Text passage Start Marker

Zisa said the FBI had already learned about the purchase. A local Costco manager had reported the incident to corporate headquarters, near Seattle, and had sent a videotape from a store security camera, Zisa said.
An official at Costco's corporate headquarters said Friday night that no one was available to comment on the matter. Another Costco official, who declined to be identified, said such large purchases from the chain of wholesale grocery and household goods stores are not uncommon.
Kerry Gill, a spokesman for the U.S. Immigration and Naturalization Service in Newark, said he could not discuss the case because of confidentiality policies.
News/Current Events
Source: snopes.com
Published: Oct 20 Author: Snopes.com
Posted on 10/20/01 6:26 PM Eastern by earaiak
No kneejerking allowed. So far it hasn't been unsubstantiated. Check out the snopes site for more info: The Candy Man
LOL Snicker.
While of course the chances of him having been exposed to smallpox virus is vanishingly small, it's still frightening to have a child come down with *anything* right now. If smallpox virus were used as a weapon, some child, somewhere, would have to be the first. I feel a fear no fever has ever inspired before.

Text passage End Marker
Listed entries Start Marker

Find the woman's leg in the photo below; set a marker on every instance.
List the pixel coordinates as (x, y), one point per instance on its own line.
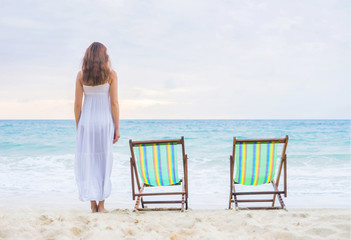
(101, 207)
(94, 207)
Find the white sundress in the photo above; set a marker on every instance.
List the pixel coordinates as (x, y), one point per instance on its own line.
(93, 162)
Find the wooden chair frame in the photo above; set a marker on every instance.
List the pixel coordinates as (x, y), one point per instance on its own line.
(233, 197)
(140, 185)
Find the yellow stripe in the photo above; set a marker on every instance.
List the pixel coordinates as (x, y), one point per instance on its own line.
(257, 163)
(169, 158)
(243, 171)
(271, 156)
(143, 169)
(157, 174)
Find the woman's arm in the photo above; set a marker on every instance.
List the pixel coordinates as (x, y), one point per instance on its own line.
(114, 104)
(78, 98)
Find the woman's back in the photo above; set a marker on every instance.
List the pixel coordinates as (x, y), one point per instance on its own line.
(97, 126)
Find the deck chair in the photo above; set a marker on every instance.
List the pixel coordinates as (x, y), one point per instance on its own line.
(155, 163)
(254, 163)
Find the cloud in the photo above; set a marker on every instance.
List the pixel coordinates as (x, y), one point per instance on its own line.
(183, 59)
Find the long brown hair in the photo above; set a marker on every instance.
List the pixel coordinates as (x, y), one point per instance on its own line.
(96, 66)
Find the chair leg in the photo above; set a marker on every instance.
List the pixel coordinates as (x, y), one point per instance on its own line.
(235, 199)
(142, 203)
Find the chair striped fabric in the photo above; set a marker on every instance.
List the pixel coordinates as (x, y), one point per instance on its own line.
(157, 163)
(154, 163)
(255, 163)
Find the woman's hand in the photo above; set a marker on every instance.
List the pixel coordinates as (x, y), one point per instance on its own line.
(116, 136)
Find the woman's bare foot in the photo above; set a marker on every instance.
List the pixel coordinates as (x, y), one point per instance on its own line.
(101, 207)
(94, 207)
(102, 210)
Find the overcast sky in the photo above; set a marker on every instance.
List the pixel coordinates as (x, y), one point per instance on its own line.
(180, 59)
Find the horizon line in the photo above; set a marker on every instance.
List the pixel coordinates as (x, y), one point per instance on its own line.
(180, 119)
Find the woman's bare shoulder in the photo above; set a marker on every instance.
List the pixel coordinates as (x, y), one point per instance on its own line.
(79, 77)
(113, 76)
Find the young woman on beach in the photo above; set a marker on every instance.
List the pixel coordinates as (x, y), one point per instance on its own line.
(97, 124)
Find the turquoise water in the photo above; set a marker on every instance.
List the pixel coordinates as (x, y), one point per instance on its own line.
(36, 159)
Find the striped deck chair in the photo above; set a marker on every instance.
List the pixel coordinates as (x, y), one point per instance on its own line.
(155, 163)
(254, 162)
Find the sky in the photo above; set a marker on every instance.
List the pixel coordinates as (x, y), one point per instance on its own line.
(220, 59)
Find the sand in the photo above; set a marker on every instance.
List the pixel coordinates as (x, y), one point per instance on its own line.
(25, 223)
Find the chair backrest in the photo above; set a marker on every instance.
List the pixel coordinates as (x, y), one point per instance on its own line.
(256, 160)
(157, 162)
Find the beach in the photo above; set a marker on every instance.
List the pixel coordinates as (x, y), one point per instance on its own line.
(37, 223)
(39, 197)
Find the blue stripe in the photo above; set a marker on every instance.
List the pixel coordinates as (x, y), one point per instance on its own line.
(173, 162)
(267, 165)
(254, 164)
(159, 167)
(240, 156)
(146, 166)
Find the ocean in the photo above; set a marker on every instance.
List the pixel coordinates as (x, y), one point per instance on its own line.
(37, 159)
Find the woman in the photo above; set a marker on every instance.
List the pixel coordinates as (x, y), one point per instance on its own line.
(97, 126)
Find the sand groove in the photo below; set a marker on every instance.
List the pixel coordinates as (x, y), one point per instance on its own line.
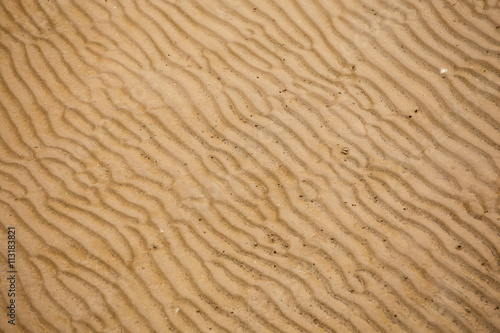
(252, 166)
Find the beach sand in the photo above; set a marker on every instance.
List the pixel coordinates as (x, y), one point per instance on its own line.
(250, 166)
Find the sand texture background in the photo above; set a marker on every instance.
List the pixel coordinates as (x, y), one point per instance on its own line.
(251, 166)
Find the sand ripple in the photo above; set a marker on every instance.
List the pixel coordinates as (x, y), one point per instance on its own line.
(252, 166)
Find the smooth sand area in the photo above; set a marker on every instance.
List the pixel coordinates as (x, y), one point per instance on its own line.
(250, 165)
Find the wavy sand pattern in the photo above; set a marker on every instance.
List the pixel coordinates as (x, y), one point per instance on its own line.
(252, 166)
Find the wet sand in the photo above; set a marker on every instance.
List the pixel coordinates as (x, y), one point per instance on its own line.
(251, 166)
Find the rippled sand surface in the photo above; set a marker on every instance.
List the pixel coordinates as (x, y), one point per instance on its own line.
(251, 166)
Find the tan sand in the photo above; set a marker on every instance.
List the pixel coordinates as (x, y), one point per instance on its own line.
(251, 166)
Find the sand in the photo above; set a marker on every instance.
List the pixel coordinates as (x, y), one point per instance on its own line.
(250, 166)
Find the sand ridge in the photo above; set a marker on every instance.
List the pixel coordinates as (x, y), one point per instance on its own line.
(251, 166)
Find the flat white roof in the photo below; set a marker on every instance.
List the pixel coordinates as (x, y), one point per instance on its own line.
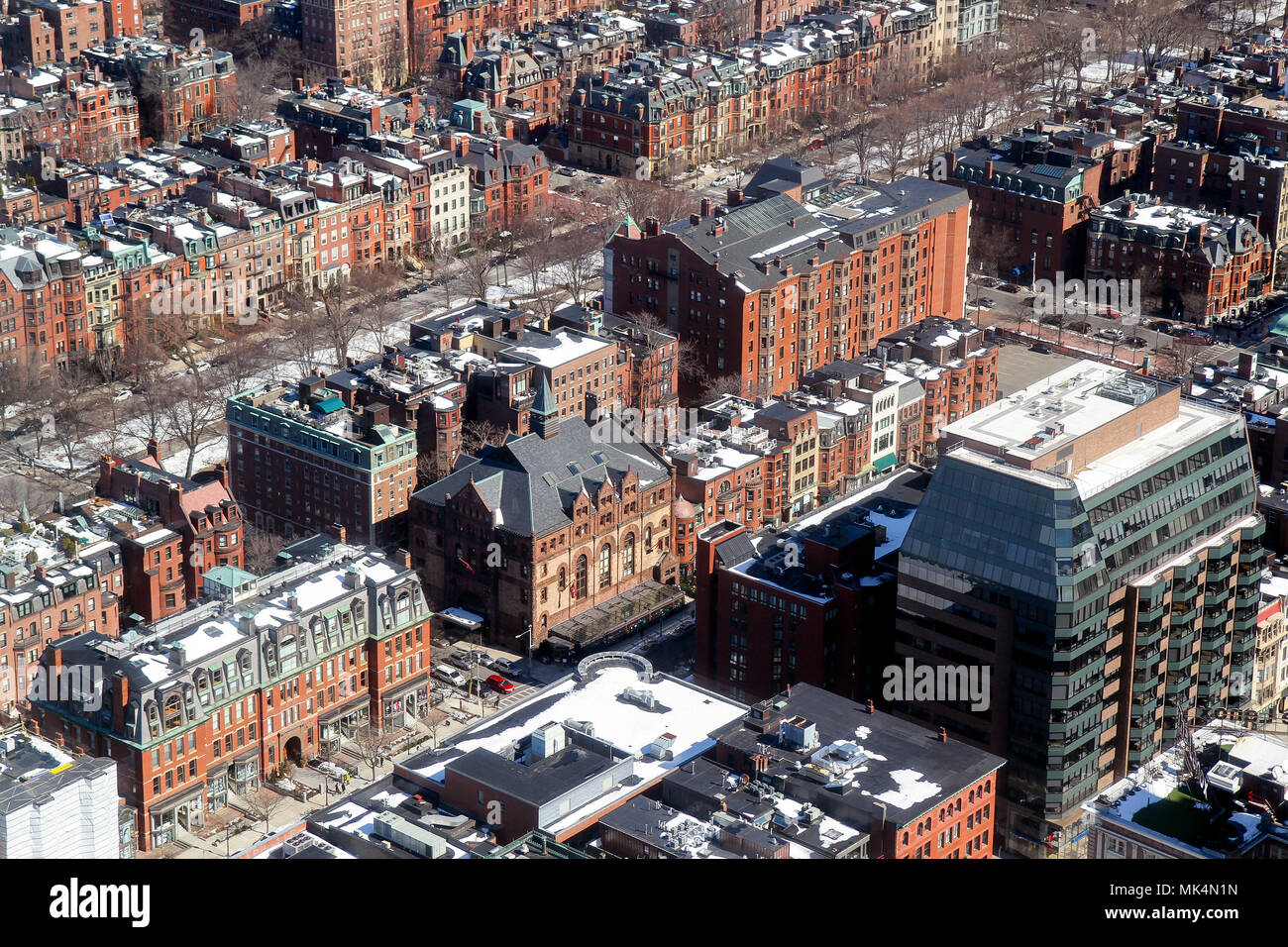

Listed entries End Marker
Listed entries Start Marker

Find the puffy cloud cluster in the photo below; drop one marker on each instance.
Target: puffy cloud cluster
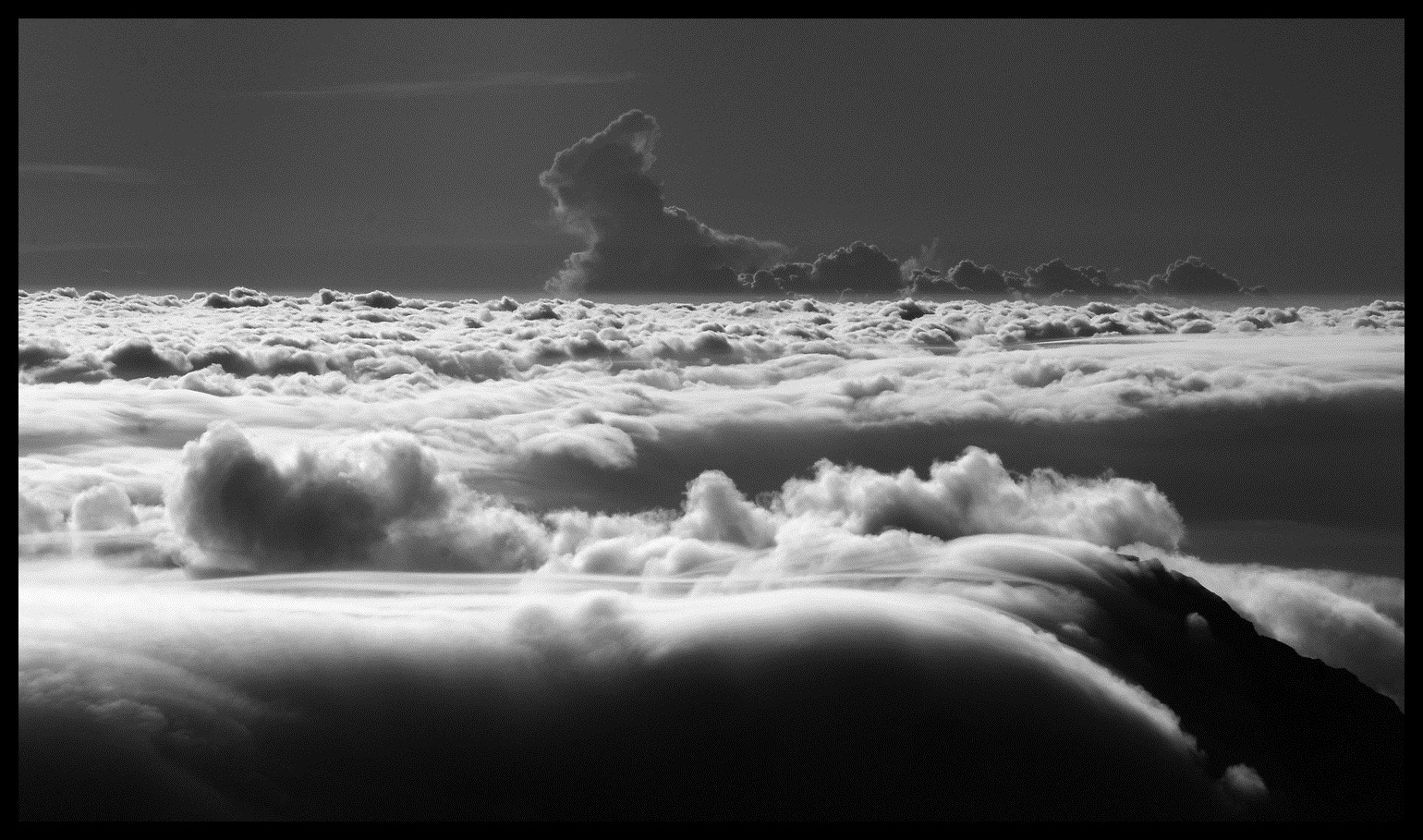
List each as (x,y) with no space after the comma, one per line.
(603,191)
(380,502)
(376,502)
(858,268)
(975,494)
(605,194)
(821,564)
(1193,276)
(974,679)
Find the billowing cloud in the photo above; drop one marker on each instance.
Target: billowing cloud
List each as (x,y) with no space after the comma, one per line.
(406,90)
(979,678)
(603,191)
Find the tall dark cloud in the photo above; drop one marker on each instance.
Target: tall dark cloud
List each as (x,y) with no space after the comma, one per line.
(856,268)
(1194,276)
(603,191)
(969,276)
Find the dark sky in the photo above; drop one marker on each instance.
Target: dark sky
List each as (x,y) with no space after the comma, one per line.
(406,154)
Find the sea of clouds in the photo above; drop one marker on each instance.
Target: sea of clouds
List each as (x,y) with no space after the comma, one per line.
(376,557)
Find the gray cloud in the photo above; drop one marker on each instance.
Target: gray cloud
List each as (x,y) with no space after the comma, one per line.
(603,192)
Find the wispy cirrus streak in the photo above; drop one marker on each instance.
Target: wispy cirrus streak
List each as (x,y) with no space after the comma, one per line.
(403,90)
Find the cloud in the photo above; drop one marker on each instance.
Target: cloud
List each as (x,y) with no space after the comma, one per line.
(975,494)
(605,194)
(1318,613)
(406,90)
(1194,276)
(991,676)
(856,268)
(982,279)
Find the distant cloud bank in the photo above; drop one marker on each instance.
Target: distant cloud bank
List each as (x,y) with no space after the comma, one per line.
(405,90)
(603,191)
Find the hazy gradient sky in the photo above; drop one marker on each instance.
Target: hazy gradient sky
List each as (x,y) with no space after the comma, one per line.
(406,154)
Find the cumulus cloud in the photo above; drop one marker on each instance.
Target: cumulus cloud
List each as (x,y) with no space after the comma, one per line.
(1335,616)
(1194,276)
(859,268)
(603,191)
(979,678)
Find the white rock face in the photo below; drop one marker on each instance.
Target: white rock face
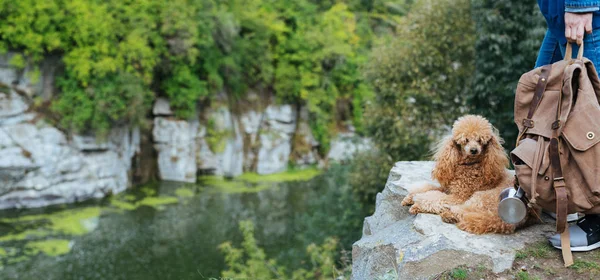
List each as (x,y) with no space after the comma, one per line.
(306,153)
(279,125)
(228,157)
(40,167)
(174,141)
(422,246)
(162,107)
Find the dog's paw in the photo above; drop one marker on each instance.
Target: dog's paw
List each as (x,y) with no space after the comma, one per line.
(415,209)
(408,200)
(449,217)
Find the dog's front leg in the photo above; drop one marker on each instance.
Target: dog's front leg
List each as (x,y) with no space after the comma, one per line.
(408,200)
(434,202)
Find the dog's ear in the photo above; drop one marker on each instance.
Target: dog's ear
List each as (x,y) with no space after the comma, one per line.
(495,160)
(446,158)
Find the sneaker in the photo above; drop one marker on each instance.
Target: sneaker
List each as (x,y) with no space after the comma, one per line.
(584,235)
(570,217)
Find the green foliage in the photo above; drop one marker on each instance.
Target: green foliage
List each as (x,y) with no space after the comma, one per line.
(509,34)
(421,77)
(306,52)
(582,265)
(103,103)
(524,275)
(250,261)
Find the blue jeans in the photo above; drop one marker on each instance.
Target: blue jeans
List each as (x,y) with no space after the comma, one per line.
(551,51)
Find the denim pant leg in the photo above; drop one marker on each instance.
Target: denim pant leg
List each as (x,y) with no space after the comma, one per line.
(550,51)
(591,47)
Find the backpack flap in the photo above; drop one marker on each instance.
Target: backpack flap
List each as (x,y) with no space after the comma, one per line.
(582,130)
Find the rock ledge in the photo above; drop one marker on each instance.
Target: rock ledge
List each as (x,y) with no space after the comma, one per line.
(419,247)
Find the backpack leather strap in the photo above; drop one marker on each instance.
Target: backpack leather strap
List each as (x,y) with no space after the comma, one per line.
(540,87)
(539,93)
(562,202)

Listed entries End Marker

- Tasks to complete -
- 1) In the text about the Costco purchase, who sent a videotape from a store security camera?
- 2) List every organization named in the text about the Costco purchase.
- 3) Write what comes next in the text about the Costco purchase, starting after its last sentence.

- Task answers -
- 1) A local Costco manager sent it.

- 2)
FBI
Costco
U.S. Immigration and Naturalization Service
Snopes.com

- 3)
I won't sleep easily again until my child can be vaccinated for smallpox.
STOP THIS Father Wu member since October 19, 2001. This is a ridiculous email which has been circulating the internet for weeks. Why are you trying to pass this BS off as firsthand info?
Note to FReepers - there are some real losers posting on these type of threads - do be discerning in what you choose to believe out of these.
"How about dusting handles of gasloine pumps, or "display" shoes in the malls...or how about BOOKS in a library...sheeesh SOME people are so frigging paranoid... "
You're ignoring that there have been several suspicious purchases of thousands of dollars of Halloween candy by middle eastern men. Suspicious enough that the FBI has some of these men in custody.
Giving children candy that's been infected by a disease that has a 14 day period of dormancy would mean that these kids would be back in school infecting others for two weeks before the first symptoms showed up.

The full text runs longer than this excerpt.